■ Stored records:
——

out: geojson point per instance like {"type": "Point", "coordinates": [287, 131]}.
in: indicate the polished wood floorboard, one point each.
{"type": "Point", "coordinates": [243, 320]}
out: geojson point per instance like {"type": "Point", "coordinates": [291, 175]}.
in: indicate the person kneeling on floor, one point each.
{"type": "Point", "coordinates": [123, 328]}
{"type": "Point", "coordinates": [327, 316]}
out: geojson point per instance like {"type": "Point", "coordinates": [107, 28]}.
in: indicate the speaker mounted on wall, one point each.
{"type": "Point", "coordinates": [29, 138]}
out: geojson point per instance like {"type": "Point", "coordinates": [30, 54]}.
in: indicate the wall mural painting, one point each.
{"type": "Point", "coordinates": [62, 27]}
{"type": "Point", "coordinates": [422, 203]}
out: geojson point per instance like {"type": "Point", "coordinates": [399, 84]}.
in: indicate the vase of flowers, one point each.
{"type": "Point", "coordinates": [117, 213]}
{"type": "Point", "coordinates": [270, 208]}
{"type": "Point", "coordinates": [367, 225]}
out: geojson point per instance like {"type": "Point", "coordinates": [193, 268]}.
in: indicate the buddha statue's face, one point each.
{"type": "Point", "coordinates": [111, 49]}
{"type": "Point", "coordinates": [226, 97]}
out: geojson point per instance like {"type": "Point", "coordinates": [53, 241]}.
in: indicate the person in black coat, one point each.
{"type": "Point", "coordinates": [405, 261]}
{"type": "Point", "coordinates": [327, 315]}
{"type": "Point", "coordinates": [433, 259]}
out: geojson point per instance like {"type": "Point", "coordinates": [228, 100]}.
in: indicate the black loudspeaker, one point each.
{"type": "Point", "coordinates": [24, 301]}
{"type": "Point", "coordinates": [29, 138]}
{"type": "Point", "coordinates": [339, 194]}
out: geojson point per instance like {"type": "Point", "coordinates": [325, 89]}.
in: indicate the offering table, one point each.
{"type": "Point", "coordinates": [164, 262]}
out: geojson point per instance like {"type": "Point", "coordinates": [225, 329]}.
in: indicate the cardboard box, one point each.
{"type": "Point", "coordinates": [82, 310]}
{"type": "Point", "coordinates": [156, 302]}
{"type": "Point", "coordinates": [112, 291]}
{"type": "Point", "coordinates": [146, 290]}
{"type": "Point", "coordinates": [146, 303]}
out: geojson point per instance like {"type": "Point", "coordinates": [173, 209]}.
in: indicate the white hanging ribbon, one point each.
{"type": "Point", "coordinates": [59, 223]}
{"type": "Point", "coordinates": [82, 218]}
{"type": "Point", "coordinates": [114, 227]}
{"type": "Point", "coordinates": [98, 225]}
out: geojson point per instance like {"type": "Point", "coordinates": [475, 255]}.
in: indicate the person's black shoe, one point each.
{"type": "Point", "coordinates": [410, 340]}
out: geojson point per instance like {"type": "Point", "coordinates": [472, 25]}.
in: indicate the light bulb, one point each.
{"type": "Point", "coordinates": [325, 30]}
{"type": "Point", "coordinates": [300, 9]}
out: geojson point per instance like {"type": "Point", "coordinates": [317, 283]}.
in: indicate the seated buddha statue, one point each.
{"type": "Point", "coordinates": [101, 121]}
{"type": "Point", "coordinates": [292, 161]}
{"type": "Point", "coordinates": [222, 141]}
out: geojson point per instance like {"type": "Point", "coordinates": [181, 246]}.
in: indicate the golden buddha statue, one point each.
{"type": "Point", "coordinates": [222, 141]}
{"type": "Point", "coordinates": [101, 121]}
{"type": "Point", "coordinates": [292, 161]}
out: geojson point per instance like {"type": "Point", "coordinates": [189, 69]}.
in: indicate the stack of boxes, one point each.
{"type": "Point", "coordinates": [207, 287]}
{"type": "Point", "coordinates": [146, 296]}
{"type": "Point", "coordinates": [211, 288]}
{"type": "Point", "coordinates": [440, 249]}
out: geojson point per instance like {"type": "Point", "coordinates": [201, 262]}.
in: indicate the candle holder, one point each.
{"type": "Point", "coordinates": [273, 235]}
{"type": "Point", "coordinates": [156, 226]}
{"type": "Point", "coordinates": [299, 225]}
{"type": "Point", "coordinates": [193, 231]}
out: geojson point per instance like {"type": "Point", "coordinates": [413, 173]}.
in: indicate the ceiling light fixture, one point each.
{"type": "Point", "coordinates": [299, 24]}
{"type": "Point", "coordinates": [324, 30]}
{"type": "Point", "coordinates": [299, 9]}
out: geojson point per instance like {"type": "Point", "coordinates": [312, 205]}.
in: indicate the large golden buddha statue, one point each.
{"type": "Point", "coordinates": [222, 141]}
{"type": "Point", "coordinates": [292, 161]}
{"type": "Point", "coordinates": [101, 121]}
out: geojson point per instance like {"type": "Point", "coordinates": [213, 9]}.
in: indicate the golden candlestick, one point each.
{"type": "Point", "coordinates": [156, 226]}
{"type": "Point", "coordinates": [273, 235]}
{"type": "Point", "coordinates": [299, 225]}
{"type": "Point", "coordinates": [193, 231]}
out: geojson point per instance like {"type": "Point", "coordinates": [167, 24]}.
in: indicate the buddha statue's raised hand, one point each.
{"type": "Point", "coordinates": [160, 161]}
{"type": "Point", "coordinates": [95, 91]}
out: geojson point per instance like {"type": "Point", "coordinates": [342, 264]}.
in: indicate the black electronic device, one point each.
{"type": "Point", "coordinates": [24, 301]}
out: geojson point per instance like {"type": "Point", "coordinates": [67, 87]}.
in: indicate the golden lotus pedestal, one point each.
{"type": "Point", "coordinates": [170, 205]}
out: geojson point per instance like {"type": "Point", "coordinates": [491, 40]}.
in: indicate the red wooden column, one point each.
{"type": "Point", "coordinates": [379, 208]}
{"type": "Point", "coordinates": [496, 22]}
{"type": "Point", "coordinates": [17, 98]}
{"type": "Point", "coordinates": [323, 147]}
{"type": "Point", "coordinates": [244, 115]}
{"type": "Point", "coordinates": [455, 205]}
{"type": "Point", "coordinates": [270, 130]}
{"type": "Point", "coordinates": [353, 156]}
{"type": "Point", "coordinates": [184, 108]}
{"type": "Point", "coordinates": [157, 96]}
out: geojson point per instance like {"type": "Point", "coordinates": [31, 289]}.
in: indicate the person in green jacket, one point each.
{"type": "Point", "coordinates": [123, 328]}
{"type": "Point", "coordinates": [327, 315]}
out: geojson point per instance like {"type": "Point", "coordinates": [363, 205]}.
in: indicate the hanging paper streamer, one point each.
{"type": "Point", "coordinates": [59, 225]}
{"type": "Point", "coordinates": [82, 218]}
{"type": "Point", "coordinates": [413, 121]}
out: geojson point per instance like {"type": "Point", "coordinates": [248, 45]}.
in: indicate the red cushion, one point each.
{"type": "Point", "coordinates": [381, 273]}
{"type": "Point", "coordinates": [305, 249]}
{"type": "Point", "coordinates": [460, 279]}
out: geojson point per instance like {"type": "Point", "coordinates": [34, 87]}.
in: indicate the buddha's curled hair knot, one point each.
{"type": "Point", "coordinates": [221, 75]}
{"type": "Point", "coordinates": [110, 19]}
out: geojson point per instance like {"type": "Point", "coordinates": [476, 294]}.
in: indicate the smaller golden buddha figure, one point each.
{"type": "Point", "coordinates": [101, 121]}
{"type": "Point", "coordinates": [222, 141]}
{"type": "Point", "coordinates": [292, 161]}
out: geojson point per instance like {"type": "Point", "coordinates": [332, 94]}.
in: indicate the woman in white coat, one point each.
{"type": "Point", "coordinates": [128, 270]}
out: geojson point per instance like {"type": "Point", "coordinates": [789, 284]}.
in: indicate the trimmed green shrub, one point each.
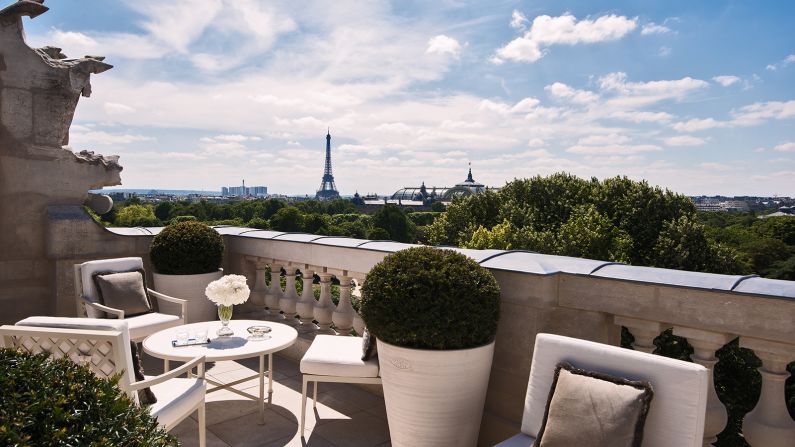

——

■ Problem requirements:
Locate each line of the listing above that contains the word "hanging" and copy those lines.

■ Solved problem:
in: indicate the white hanging ribbon, one point each.
in: indicate the hanging paper streamer, one point each.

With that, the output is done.